# Challenge 1:
How would you translate this sentence from the passage below into Spanish: "When I woke it was hell and the sun was out."

# Given passage:
Brian and I listened to a Patti Smith album called Radio Ethiopia on the 8-track. I didn’t care for it too much but it did seem like an artifact, more so than a compact disc of the same album would have been considered an artifact — yet even those once shiny and modern compact discs are at risk for extinction. We were sitting there listening to Patti Smith and all I could think of was that infamous jab Lou Reed once lobbed at Smith on his live Take No Prisoners album: “Fuck Radio Ethiopia / This is Radio Brooklyn.” That was in 1978, Reed on his last legs of decadence, a drunk, a speed-freak, an aging punk. A few years later he would re-emerge sober with a wife. Back in the mid-‘70s he had dated a transvestite. He had effectively discontinued an old model of himself, preferring literary elder statesman to burned-out punk. Brian and I talked of Lou Reed for a bit then we covered ourselves in blankets to keep out the cold.

When I woke it was hell and the sun was out. I discovered I had lost several important items from the night before: a book I hadn’t finished reading, a man purse, and an iPod I purchased on eBay. There was a smell in the apartment of wet cats and hamster shit though we were the only animals. The air sagged with the sweaty film of dirty men who have thrown up their last hopes in an effort to reclaim the fractured pieces of dissipated youth.

# Entries excerpted from a collection:

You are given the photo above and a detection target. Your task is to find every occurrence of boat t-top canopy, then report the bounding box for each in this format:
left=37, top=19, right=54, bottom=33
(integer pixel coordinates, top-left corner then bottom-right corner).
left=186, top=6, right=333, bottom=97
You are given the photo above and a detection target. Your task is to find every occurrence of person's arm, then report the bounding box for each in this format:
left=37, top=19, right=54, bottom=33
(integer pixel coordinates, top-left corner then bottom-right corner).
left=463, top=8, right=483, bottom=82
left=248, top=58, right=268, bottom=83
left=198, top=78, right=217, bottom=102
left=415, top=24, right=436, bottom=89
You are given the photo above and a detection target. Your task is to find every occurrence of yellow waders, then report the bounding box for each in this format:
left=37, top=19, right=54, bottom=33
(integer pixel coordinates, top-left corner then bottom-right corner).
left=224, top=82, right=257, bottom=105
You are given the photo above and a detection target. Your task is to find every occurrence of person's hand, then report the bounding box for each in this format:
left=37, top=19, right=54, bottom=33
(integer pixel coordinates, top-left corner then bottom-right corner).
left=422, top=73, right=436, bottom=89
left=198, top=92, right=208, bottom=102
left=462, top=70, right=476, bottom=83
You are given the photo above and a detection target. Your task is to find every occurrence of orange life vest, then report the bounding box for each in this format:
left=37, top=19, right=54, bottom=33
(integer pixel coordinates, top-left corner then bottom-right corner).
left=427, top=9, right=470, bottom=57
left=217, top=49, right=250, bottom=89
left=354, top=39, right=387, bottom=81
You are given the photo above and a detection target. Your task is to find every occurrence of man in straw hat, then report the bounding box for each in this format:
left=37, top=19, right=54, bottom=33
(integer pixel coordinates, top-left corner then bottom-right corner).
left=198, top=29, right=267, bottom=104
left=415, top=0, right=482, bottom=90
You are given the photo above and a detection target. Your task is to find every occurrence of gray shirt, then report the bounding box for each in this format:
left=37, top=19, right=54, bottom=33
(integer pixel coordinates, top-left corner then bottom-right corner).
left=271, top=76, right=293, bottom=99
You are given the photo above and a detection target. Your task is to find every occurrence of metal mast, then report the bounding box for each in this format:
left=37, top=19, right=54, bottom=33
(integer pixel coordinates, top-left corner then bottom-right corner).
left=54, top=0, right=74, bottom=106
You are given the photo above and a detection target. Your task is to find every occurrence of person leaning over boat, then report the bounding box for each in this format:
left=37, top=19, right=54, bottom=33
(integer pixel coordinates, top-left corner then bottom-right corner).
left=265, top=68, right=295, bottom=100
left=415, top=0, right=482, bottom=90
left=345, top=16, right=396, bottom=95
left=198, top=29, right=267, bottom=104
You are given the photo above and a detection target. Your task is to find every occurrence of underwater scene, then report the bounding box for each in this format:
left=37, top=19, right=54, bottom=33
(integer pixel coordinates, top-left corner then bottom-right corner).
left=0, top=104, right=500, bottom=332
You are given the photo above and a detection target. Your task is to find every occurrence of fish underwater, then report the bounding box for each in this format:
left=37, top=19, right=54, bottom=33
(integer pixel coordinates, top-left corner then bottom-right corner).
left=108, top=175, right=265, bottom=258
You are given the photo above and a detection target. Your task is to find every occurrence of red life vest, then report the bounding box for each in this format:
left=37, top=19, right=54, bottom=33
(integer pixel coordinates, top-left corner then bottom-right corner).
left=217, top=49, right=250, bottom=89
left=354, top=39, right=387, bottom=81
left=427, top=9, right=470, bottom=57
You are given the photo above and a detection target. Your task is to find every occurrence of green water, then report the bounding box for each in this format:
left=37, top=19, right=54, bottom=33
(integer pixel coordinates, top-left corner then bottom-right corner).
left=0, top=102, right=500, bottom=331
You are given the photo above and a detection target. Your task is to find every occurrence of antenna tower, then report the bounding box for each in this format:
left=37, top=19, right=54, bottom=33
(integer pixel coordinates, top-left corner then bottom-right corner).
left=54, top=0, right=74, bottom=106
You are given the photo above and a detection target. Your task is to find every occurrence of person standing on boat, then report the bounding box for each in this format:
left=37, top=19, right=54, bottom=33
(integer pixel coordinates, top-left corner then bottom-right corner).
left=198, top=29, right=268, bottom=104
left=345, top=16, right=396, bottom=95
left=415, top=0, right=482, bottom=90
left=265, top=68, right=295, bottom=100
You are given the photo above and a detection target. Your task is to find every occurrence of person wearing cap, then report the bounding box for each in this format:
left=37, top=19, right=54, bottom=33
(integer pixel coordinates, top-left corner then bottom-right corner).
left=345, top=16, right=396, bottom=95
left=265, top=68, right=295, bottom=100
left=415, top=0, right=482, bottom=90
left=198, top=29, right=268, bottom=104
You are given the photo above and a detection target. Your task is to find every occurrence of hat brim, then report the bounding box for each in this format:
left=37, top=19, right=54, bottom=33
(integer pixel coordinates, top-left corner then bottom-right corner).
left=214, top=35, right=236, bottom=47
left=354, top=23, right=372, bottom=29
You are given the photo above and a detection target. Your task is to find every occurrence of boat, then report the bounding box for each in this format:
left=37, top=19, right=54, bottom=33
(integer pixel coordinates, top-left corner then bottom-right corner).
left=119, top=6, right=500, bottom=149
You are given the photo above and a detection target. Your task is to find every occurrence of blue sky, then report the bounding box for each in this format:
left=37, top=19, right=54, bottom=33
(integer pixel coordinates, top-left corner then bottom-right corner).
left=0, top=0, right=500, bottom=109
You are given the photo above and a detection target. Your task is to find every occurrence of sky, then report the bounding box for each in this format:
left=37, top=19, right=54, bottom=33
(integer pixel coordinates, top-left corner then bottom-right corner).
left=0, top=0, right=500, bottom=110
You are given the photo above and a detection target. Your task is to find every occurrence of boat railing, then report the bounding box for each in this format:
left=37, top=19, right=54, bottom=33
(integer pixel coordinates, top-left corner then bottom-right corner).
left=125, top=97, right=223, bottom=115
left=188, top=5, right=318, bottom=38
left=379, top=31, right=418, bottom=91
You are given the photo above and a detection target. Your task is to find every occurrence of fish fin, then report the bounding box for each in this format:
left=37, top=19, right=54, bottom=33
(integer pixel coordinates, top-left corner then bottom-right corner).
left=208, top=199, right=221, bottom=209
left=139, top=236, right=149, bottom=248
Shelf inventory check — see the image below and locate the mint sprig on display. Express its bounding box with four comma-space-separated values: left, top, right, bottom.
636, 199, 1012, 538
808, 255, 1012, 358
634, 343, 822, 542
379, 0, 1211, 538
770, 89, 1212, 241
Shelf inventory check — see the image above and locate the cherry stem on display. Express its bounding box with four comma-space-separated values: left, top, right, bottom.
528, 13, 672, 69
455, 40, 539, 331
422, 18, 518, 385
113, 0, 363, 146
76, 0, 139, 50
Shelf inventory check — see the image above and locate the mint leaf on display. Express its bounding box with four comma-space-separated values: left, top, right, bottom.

# Challenge 2:
Count the lines in the entries above that contain the string "Shelf", with case counting, and give only the number.

# Solution 1:
Cuando desperté era un infierno y el sol había salido.

# Solution 2:
3